>> Begin SOURCE

2 minute read

Distances in Machine Learning

Distances in Machine Learning

Every sample, record, word, sentence, object, image etc in the Machine learning language is called vector. If we want to measure the similarity or dissimilarity between two data points then we need distance function.

The choice of distance function depends on the specific task at hand and the properties of the data. For example,

  • the Euclidean distance is often used for tasks such as classification and regression,
  • the Jaccard distance is often used for tasks such as text classification,
  • the Mahalanobis distance is often used for tasks such as fraud detection.
  • the Manhattan distance is often used for tasks such as clustering.

Euclidean distance:

This is the most common distance metric. It measures the distance between two points in a Euclidean space.

Manhattan distance:

This distance metric measures the distance between two points in a city block. It is also known as the L1 norm.

>> End SOURCE
>> Begin EXTRACTED ENTRIES

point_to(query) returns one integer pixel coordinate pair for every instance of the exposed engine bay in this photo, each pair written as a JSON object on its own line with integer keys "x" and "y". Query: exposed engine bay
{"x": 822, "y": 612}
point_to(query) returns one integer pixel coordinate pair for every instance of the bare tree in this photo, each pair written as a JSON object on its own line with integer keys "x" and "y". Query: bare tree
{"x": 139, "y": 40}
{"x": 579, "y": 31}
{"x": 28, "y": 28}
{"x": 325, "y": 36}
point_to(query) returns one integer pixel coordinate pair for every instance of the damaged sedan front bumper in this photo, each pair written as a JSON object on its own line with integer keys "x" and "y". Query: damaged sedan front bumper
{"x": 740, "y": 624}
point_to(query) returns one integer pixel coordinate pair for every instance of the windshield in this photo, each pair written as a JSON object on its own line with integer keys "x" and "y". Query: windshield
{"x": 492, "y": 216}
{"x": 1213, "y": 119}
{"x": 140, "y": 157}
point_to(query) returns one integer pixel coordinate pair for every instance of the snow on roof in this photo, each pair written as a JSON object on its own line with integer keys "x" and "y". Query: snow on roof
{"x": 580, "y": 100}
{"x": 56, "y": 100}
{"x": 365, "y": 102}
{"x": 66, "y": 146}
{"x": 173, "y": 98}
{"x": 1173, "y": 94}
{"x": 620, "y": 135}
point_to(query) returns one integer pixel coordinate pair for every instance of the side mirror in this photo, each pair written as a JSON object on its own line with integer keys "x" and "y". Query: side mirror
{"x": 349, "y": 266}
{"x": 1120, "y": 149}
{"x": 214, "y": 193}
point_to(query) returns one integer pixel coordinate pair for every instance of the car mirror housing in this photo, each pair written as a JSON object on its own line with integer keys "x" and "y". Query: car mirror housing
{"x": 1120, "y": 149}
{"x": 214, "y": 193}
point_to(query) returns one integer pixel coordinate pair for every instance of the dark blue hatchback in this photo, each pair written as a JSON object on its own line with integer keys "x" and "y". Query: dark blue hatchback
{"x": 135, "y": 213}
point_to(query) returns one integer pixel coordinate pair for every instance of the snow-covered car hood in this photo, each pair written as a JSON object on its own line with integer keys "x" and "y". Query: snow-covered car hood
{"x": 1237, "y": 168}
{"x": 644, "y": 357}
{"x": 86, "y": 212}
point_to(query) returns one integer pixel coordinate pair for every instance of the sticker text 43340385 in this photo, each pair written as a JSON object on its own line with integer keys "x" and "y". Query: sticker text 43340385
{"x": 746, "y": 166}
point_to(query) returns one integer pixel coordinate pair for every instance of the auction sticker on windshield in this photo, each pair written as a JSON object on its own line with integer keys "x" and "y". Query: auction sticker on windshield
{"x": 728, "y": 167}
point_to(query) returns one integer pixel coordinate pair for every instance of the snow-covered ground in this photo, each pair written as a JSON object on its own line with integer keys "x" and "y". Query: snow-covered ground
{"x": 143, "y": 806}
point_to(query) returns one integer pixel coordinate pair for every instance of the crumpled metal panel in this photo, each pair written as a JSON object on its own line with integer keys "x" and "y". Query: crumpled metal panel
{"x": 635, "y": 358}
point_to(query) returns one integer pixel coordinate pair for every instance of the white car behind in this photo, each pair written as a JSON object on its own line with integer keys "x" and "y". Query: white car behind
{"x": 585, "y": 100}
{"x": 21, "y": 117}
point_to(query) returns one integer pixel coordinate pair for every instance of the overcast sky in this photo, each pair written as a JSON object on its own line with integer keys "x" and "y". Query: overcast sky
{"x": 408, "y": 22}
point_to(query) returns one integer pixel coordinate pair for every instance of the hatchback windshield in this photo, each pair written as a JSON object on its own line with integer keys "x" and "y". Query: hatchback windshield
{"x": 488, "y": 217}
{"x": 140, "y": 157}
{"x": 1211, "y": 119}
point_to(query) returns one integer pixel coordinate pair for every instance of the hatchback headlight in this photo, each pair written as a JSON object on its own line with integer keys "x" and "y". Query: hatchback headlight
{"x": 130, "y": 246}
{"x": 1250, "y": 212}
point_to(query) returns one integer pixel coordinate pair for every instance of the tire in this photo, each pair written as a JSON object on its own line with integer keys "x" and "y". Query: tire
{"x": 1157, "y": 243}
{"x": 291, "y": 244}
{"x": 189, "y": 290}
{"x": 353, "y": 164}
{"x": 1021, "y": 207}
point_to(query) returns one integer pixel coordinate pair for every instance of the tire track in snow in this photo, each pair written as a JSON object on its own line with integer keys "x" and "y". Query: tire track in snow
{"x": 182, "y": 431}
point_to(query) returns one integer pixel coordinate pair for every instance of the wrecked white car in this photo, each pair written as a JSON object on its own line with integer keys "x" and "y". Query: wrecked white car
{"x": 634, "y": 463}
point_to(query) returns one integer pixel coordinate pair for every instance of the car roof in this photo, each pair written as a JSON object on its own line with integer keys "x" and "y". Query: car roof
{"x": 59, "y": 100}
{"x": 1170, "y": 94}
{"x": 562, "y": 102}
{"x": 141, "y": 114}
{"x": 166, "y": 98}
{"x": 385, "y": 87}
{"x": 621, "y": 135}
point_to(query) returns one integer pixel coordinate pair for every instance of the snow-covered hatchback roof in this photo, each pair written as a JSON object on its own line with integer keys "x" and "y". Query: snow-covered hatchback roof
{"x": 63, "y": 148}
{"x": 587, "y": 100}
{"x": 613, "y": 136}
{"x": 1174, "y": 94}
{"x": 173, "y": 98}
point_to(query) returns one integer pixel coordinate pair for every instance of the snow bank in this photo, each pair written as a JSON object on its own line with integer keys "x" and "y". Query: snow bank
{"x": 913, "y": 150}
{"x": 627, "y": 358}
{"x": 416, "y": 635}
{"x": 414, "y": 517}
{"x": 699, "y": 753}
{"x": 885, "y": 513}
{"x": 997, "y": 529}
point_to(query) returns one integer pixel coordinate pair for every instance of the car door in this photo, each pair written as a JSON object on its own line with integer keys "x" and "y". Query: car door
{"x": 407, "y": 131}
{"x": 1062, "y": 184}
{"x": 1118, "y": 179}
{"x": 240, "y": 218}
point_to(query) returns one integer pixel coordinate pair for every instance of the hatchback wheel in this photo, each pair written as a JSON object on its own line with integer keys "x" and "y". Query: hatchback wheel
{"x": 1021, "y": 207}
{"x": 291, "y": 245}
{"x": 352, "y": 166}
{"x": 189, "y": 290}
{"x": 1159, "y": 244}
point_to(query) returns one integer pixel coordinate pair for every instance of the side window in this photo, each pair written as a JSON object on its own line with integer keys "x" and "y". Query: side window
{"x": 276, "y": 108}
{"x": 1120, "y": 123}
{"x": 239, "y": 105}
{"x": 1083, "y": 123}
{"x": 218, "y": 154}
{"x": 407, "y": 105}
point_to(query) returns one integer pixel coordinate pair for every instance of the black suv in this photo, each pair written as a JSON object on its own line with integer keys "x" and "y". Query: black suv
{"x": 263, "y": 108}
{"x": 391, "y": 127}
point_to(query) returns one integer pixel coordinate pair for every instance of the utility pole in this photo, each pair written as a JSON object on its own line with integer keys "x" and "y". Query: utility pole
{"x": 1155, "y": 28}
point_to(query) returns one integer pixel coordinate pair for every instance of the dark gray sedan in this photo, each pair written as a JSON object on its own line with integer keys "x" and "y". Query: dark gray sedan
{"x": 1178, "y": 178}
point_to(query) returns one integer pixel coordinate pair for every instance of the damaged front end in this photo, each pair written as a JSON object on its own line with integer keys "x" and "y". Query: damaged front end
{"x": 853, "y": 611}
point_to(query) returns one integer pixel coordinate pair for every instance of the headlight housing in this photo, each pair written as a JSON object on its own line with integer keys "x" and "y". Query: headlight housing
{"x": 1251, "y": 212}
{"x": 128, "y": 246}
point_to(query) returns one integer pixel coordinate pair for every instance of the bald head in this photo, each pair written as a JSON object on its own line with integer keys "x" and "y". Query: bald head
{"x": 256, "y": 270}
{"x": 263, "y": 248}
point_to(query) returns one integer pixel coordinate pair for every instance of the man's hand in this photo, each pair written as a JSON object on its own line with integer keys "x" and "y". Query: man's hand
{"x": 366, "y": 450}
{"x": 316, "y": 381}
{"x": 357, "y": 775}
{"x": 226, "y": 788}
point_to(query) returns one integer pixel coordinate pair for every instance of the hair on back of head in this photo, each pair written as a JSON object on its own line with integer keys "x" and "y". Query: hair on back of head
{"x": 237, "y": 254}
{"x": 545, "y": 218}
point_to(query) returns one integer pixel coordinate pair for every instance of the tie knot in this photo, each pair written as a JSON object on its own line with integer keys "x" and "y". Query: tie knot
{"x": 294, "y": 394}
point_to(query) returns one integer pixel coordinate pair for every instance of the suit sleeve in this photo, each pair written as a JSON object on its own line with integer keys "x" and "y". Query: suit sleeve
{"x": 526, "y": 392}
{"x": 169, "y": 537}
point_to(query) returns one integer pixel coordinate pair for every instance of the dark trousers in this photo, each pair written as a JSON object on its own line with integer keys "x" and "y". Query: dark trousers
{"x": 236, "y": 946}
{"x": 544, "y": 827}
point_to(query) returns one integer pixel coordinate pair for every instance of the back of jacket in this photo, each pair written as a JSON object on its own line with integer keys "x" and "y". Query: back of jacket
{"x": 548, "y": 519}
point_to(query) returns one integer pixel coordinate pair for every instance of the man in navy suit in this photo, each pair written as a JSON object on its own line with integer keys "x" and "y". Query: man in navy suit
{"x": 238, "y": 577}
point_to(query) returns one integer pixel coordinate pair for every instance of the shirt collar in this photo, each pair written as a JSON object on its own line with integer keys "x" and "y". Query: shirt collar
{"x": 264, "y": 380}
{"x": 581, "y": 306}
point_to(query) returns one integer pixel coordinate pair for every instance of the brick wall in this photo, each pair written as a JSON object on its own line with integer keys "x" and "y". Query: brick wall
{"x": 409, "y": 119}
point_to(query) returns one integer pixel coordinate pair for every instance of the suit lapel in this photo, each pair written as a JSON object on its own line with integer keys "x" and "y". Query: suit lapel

>> End EXTRACTED ENTRIES

_SHORT PROBLEM 1_
Please summarize the page on distances in machine learning in two sentences.
_SHORT PROBLEM 2_
According to the page on distances in machine learning, which distance is often used for fraud detection?

_RIGHT ANSWER 1_
The page says that any sample, record, word, image or similar item in machine learning is a vector, and that measuring similarity between two data points requires a distance function chosen according to the task and the properties of the data. It gives typical uses for the Euclidean, Jaccard, Mahalanobis and Manhattan distances, calls Euclidean distance the most common metric, and describes Manhattan distance, also known as the L1 norm, as measuring distance between two points in a city block.

_RIGHT ANSWER 2_
The Mahalanobis distance.